** Data to process follows **
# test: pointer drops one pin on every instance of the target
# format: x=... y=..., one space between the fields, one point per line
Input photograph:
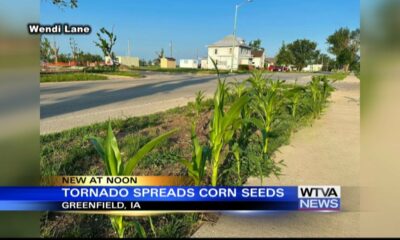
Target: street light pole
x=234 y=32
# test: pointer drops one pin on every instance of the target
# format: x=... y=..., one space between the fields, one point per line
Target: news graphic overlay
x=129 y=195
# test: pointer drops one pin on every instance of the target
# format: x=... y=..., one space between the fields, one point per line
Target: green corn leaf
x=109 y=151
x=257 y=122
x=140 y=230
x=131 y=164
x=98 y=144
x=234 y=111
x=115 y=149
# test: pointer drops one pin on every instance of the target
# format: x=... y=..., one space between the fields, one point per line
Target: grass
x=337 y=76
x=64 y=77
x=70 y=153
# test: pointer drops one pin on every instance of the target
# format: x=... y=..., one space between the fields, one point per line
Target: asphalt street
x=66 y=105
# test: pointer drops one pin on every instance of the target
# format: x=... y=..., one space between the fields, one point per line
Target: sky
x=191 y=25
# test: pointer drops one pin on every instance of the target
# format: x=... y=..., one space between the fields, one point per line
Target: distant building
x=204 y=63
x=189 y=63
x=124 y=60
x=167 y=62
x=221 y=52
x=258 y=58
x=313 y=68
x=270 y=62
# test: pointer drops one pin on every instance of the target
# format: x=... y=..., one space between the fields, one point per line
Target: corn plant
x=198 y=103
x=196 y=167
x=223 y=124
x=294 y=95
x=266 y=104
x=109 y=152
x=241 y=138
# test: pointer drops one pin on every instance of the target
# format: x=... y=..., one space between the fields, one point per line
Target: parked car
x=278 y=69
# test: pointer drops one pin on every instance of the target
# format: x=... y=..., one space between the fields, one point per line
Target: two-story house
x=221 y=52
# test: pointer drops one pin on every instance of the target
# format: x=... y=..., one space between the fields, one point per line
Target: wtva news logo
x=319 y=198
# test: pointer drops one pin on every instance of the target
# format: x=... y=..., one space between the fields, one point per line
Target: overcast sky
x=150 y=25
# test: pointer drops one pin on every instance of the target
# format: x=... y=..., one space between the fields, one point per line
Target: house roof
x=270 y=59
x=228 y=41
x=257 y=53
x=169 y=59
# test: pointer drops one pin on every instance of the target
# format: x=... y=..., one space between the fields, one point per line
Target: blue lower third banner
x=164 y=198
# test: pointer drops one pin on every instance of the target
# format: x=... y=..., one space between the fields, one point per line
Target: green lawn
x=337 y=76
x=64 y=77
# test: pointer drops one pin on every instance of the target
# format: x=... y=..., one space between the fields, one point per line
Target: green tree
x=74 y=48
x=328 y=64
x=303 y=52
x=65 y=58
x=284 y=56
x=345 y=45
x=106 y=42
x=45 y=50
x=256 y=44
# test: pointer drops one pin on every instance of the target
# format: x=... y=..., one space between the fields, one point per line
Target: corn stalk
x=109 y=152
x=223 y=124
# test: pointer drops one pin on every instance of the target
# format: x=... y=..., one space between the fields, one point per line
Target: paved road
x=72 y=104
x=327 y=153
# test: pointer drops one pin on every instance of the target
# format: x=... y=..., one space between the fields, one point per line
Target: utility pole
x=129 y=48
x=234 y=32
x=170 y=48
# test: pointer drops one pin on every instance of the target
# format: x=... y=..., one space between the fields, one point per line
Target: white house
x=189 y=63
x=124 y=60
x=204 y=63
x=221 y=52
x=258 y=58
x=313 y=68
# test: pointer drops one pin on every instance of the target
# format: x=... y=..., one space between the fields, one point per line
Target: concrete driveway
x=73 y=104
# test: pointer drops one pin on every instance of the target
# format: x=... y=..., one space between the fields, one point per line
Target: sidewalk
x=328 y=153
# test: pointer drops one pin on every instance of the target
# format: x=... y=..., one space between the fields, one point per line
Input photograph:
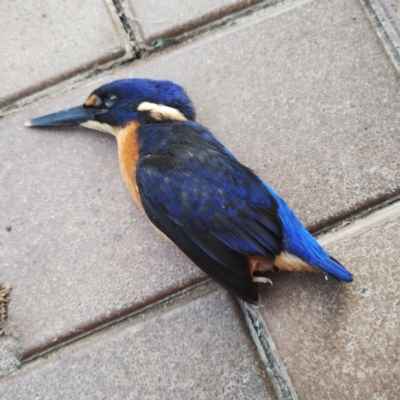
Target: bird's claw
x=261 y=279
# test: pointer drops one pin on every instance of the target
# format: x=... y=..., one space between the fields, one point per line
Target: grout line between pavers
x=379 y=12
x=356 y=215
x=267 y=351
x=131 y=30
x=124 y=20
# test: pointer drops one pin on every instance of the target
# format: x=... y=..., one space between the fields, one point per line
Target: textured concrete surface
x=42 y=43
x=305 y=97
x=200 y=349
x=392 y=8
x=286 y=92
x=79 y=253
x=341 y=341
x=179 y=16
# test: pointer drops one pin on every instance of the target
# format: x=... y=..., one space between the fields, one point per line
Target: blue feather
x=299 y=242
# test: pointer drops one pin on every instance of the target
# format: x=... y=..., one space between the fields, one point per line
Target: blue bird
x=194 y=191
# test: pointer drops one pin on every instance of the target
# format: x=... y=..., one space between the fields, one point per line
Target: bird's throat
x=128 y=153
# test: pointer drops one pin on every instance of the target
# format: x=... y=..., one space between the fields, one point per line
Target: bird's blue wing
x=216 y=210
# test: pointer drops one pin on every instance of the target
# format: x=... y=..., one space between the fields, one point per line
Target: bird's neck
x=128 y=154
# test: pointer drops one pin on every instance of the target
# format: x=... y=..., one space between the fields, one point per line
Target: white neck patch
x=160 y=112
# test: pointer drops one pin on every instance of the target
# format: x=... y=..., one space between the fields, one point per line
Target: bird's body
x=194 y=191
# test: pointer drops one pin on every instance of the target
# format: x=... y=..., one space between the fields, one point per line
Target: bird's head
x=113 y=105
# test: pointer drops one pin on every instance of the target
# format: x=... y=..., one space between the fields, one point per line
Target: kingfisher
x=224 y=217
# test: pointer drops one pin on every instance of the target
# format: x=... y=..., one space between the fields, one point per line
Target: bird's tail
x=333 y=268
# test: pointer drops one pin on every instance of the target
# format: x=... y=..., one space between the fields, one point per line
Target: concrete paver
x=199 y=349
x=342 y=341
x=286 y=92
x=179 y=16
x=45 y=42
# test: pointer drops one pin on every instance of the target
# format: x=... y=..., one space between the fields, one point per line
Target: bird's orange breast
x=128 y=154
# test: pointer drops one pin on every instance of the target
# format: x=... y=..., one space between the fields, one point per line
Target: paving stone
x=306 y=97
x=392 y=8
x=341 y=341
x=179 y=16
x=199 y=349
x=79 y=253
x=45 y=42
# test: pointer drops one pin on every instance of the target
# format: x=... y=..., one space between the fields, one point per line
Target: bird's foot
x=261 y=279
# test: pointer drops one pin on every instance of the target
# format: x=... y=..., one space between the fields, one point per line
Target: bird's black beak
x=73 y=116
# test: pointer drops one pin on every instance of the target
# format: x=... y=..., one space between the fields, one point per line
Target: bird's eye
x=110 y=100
** End of Data to process **
* **Exercise goal**:
Transcribe the listing in full. Leave the pictures out.

* **Task response**:
# test: pointer drops one pin on every instance of the target
# format: x=... y=..., one space between the fields, one point per line
Input photograph:
Target: street light pole
x=234 y=32
# test: pointer drops one pin on every instance of the target
# format: x=... y=..., one space between the fields, one point per line
Target: news graphic overlay
x=129 y=195
# test: pointer drops one pin on every instance of the target
# format: x=... y=..., one space between the fields, one point per line
Target: green corn leaf
x=109 y=151
x=257 y=122
x=140 y=230
x=131 y=164
x=98 y=144
x=234 y=111
x=115 y=149
# test: pointer drops one pin on every instance of the target
# format: x=... y=..., one space between the fields, one point per line
Target: grass
x=337 y=76
x=64 y=77
x=70 y=153
# test: pointer drops one pin on every instance of the target
# format: x=... y=..., one space between the fields, one point per line
Target: asphalt street
x=66 y=105
# test: pointer drops one pin on every instance of the target
# format: x=... y=..., one space between the fields, one point per line
Target: sky
x=191 y=25
# test: pointer drops one pin on every instance of the target
# format: x=... y=..., one space between the fields, one point per line
Target: distant building
x=204 y=63
x=189 y=63
x=124 y=60
x=167 y=62
x=221 y=52
x=258 y=58
x=313 y=68
x=270 y=62
# test: pointer drops one pin on every instance of the target
# format: x=... y=..., one space between the fields, one point per line
Target: corn plant
x=198 y=103
x=196 y=167
x=223 y=124
x=294 y=95
x=266 y=104
x=109 y=152
x=241 y=138
# test: pointer drops one pin on every instance of the target
# format: x=... y=..., one space between the fields, one point per line
Target: parked car
x=278 y=69
# test: pointer drops one pin on every instance of the target
# format: x=... y=..., one space between the fields, one point per line
Target: two-story house
x=221 y=52
# test: pointer drops one pin on every instance of the target
# format: x=... y=..., one space between the fields, one point per line
Target: wtva news logo
x=319 y=198
# test: pointer drops one pin on every instance of the target
# format: x=... y=..., one space between the fields, one point per line
Target: overcast sky
x=150 y=25
# test: pointer drops one pin on every instance of the target
# format: x=... y=..., one space between the fields, one point per line
Target: house roof
x=270 y=59
x=228 y=41
x=257 y=53
x=169 y=59
# test: pointer drops one pin on every instance of the target
# format: x=... y=..., one space between the fields, one point per line
Target: blue lower third banner
x=164 y=198
# test: pointer drops one pin on every instance of the target
# format: x=... y=..., one space between the fields, one point per line
Target: green lawn
x=337 y=76
x=64 y=77
# test: pointer drops one pin on every instance of the target
# format: x=... y=..., one space between the fields, one point per line
Target: green tree
x=74 y=48
x=328 y=64
x=303 y=52
x=65 y=58
x=284 y=56
x=345 y=45
x=106 y=42
x=45 y=50
x=256 y=44
# test: pointer drops one pin on every instance of the target
# format: x=... y=..., one space between the fields, one point per line
Target: corn stalk
x=109 y=152
x=223 y=124
# test: pointer drops one pin on every instance of the target
# format: x=... y=..., one space between the fields, one point per line
Target: paved road
x=72 y=104
x=327 y=153
# test: pointer drops one pin on every instance of the target
# format: x=... y=..., one space between the fields, one point per line
Target: utility pole
x=129 y=48
x=234 y=32
x=170 y=48
# test: pointer drops one pin on every instance of the target
# format: x=... y=..., one space between the fields, one point per line
Target: white house
x=189 y=63
x=124 y=60
x=204 y=63
x=221 y=52
x=258 y=58
x=313 y=68
# test: pointer drops one pin on every instance of the target
# format: x=... y=..., one space between the fields, one point per line
Target: concrete driveway
x=73 y=104
# test: pointer drops one pin on every instance of the target
# format: x=... y=..., one space between the fields, one point per line
Target: sidewalk
x=328 y=153
# test: pointer drops one pin on every instance of the target
# format: x=... y=..., one space between the fields, one point per line
Input photograph:
Target: bird's claw
x=261 y=279
# test: pointer drops one pin on every instance of the target
# format: x=... y=..., one space between the fields, one point per line
Target: grout line between pavers
x=379 y=12
x=356 y=215
x=267 y=351
x=131 y=30
x=124 y=20
# test: pointer drops one pin on every instance of the target
# format: x=... y=..., one space between the fields, one point per line
Target: textured concrete surface
x=42 y=43
x=305 y=97
x=200 y=349
x=392 y=8
x=286 y=92
x=79 y=253
x=341 y=341
x=179 y=16
# test: pointer drops one pin on every instance of the target
# format: x=... y=..., one space between the fields, one point per line
Target: blue feather
x=299 y=242
# test: pointer drops one pin on every instance of the target
# format: x=... y=..., one space between the fields, one point per line
Target: blue bird
x=194 y=191
# test: pointer drops one pin on every instance of the target
# format: x=... y=..., one space between the fields, one point per line
Target: bird's throat
x=128 y=153
# test: pointer drops one pin on every instance of the target
# format: x=... y=..., one space between the fields, one point per line
Target: bird's blue wing
x=216 y=210
# test: pointer drops one pin on every instance of the target
# format: x=... y=..., one space between the fields, one point per line
Target: bird's neck
x=128 y=154
# test: pointer drops one pin on every instance of the target
# format: x=... y=..., one space between the fields, one point per line
Target: white neck patch
x=160 y=112
# test: pointer drops one pin on every instance of the target
# format: x=... y=..., one space between the fields, one point per line
Target: bird's body
x=194 y=191
# test: pointer drops one pin on every instance of the target
# format: x=... y=..., one space between the fields, one point per line
Target: bird's head
x=113 y=105
# test: pointer drops one pin on every instance of the target
# format: x=... y=..., one space between the fields, one point per line
Target: kingfisher
x=224 y=217
# test: pointer drops one pin on every instance of the target
# format: x=... y=..., one space between the fields, one point per line
Target: bird's tail
x=333 y=268
# test: pointer drops one pin on every instance of the target
# format: x=... y=..., one space between the fields, one point per line
Target: concrete paver
x=199 y=349
x=342 y=341
x=286 y=92
x=179 y=16
x=45 y=42
# test: pointer drops one pin on every instance of the target
# format: x=... y=..., one space between the fields, one point per line
Target: bird's orange breast
x=128 y=154
# test: pointer drops one pin on every instance of the target
# format: x=... y=..., one space between the fields, one point per line
Target: paving stone
x=306 y=97
x=392 y=8
x=341 y=341
x=179 y=16
x=199 y=349
x=79 y=253
x=45 y=42
# test: pointer drops one pin on every instance of the target
# format: x=... y=..., one space between the fields, one point per line
Target: bird's foot
x=261 y=279
# test: pointer drops one pin on every instance of the target
# format: x=... y=..., one space between the fields, one point per line
Target: bird's black beak
x=73 y=116
# test: pointer drops one pin on every instance of the target
# format: x=... y=..., one space between the fields, one point per line
Target: bird's eye
x=110 y=100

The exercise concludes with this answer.